Rewrite only the lines starting at the one containing "Provide the location of each instance of the computer keyboard" and ending at the last line of the records, keeping the requests as they are. Scale every point coordinate in the answers by 2.3, rounding to whole numbers with halves going up.

==== STORED RECORDS ====

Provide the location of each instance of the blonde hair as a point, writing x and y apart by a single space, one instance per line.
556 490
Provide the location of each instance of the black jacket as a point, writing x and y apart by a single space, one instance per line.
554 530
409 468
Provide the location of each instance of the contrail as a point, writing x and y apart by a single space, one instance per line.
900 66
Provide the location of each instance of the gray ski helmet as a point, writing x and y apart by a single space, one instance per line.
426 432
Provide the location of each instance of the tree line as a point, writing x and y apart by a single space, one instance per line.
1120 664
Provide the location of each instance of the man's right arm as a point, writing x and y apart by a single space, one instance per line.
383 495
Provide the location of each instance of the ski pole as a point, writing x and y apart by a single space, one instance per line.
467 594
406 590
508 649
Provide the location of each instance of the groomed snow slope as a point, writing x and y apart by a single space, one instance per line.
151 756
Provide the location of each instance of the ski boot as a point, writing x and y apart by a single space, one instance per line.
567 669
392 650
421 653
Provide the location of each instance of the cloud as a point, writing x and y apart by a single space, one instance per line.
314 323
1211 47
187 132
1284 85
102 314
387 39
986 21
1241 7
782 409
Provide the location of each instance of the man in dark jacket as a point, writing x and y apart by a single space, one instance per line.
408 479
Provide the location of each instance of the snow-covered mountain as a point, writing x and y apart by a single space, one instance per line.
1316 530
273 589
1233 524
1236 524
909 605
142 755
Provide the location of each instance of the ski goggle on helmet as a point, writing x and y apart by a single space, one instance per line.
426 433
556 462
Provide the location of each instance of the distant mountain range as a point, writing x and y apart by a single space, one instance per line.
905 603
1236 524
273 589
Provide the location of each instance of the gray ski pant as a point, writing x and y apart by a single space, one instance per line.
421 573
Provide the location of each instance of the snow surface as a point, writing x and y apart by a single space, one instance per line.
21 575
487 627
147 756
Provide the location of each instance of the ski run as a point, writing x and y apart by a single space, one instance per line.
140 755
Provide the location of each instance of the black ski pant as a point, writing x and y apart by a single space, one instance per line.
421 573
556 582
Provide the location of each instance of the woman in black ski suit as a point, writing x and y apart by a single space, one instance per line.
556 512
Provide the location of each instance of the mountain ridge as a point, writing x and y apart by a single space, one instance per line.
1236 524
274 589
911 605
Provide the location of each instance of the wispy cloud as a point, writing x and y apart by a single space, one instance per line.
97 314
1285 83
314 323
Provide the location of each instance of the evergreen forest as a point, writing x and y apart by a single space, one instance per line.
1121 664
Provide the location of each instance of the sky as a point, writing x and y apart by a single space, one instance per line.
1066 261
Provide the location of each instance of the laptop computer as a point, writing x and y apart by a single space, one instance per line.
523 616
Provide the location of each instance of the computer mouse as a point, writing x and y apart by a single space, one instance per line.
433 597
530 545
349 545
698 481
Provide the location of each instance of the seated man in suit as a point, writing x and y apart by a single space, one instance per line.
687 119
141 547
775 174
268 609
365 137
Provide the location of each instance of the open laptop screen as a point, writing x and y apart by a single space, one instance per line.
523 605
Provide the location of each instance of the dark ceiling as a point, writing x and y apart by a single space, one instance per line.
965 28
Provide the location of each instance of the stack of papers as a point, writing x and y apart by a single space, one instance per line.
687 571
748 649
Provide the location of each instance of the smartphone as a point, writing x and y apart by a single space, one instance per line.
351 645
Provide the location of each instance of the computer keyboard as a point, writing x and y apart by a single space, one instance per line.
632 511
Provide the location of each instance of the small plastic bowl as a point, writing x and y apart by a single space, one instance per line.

====

(RESPONSE TO THIS EXERCISE)
Provide the location of each instance of the computer keyboard as a point, writing x and y apart by a single space, one instance per line.
1454 1175
Provide the location of each instance of the small plastic bowl as a point, writing x and y apart by a single space, one instance per line.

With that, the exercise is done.